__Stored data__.
= Beginning of Section =
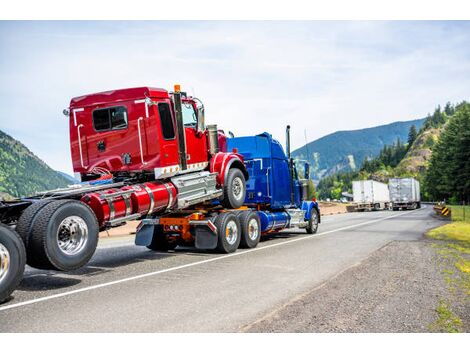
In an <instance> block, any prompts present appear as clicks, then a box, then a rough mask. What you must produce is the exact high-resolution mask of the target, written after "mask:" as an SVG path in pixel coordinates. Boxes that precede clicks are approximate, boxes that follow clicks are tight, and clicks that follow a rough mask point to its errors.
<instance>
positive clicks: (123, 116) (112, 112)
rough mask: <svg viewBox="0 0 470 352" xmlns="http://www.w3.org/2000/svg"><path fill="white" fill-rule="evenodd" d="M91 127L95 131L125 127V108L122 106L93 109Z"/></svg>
mask: <svg viewBox="0 0 470 352" xmlns="http://www.w3.org/2000/svg"><path fill="white" fill-rule="evenodd" d="M93 127H94V128H95V131H97V132H104V131H110V130H121V129H124V128H127V110H126V108H125V107H124V106H116V107H112V108H105V109H96V110H94V111H93Z"/></svg>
= End of Section =
__DESCRIPTION OF THE TASK__. Each line from the one containing "rough mask: <svg" through the final line of the records must be repeated exactly, with no line added or dropped.

__ANSWER BOX__.
rough mask: <svg viewBox="0 0 470 352" xmlns="http://www.w3.org/2000/svg"><path fill="white" fill-rule="evenodd" d="M91 127L95 131L125 127V108L122 106L93 109Z"/></svg>
mask: <svg viewBox="0 0 470 352" xmlns="http://www.w3.org/2000/svg"><path fill="white" fill-rule="evenodd" d="M93 127H94V128H95V131H97V132H104V131H110V130H121V129H124V128H127V110H126V108H125V107H124V106H116V107H112V108H105V109H96V110H94V111H93Z"/></svg>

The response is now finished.